Directions for this task: Rewrite the records from the line containing "Q: For every instance of the grass field" through the last record, including the requests, and shift every coordinate in the answers by -42. Leave the requests and their sample coordinates unchanged.
************
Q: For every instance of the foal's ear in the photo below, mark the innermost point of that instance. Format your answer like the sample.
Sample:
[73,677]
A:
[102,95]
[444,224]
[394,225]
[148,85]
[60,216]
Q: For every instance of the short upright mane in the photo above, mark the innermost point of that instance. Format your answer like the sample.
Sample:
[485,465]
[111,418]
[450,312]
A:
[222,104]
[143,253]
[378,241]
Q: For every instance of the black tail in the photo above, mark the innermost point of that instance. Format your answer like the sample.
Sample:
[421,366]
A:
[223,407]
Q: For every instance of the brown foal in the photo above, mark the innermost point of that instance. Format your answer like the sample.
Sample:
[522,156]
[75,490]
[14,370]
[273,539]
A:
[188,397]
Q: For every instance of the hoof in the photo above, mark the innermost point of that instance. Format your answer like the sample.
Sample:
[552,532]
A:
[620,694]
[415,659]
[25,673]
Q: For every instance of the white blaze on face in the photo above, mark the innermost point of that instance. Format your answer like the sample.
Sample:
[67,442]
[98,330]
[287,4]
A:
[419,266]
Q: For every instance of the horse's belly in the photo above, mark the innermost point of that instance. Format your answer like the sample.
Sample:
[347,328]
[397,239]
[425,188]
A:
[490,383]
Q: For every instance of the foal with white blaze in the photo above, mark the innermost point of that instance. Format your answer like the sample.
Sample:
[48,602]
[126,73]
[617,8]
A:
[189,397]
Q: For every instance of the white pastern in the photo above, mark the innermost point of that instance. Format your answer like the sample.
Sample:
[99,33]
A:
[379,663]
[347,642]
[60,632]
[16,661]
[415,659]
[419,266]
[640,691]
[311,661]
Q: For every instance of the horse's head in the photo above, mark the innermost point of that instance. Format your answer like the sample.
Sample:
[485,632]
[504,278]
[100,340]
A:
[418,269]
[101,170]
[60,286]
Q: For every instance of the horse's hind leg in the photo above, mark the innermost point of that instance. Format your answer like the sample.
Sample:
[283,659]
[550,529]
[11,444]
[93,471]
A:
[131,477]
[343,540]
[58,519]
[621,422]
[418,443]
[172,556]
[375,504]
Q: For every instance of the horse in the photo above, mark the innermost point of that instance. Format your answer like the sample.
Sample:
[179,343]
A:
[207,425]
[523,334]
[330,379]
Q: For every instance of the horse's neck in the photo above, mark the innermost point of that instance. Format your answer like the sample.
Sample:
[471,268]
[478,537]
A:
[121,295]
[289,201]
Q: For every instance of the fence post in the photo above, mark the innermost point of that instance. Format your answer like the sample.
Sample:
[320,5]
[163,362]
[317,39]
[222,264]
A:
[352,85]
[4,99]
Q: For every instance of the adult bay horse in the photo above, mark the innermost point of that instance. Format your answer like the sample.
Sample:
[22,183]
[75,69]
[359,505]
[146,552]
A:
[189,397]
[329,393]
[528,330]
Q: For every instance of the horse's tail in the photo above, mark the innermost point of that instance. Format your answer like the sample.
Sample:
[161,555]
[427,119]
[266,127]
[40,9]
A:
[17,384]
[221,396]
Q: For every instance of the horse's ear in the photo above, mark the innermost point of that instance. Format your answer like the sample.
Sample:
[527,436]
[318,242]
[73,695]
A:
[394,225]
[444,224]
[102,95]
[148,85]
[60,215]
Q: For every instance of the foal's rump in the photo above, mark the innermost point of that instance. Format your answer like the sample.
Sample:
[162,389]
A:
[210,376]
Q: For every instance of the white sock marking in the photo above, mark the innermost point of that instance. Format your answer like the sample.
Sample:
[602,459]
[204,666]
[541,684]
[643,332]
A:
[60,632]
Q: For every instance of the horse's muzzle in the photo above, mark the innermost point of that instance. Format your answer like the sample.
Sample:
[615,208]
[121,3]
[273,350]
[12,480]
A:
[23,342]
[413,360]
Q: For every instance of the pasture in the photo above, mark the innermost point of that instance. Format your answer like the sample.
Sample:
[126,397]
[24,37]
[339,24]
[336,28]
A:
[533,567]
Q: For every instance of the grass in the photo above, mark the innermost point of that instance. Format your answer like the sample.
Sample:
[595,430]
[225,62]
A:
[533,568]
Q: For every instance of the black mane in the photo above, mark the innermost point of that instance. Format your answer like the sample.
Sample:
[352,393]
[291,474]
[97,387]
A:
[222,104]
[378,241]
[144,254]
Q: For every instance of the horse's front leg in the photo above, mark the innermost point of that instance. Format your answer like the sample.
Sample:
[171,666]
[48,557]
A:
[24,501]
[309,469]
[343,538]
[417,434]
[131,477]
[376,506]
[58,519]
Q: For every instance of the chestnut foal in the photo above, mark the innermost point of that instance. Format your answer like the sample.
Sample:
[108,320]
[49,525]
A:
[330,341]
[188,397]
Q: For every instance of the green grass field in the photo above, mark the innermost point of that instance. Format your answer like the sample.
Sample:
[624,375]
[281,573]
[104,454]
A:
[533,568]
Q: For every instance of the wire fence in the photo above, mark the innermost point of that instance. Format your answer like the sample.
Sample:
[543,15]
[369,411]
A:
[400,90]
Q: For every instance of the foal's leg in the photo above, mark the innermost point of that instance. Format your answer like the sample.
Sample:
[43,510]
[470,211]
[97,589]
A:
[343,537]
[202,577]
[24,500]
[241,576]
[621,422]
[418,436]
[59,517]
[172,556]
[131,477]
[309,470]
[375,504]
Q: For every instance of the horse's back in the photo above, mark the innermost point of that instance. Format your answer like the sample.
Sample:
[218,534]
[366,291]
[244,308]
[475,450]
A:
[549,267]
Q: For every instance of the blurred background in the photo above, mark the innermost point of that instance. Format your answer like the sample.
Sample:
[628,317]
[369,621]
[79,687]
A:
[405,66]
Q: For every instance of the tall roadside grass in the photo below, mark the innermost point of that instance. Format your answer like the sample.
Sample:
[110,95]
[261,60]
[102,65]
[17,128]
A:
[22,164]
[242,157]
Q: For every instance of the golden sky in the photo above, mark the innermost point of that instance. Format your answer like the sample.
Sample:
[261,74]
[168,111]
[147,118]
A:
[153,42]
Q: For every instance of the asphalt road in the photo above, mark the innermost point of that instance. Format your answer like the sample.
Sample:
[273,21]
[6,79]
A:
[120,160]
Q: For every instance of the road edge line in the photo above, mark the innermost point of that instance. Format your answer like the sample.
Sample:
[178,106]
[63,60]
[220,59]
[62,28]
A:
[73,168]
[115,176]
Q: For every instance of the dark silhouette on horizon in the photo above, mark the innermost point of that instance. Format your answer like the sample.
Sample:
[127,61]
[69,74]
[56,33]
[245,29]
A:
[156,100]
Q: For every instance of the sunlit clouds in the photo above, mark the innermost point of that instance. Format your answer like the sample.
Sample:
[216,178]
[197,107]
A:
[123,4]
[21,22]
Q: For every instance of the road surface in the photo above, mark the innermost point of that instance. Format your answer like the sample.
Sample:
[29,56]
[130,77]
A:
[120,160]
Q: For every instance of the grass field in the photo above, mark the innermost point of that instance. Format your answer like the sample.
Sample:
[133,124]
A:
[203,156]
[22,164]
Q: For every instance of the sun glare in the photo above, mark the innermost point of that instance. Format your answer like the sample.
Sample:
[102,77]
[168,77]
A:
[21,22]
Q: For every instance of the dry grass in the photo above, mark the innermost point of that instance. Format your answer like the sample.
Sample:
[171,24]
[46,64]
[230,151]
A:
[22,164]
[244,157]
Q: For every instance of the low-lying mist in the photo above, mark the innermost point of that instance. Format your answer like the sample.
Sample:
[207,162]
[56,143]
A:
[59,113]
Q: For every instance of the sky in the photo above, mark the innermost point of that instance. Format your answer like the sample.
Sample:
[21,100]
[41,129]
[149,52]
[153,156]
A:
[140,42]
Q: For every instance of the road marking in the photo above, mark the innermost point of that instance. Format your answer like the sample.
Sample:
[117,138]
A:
************
The reply:
Q: For every instance of the grass field in the photo above, mark the innermost point of that instance. Format your answer like the sample.
Sample:
[133,124]
A:
[161,114]
[-20,122]
Q: For every instance of the sun glare in the photo above, mark the innermost point of that instance. Format your answer like the sample.
Sample:
[102,77]
[168,77]
A:
[-21,-20]
Q: For every instance of the dry grass in the photo above, mark the innermost point of that instance. Format your answer like the sample.
Sample:
[171,24]
[46,64]
[230,151]
A:
[-20,122]
[202,115]
Q: For every instance of the low-lying mist in the photo above, mark the innermost point of that instance. Format your answer like the sample.
Sample:
[207,162]
[56,143]
A:
[17,71]
Q: For every instance of the sky in the photo above, mark the innermost point of that instance. Format your answer like the sample.
Sample:
[21,100]
[41,129]
[149,52]
[153,156]
A:
[98,0]
Q: For every instance of the road marking in the photo above, mark the innermost point of that instance. Format your answer like the sample.
Sample:
[117,138]
A:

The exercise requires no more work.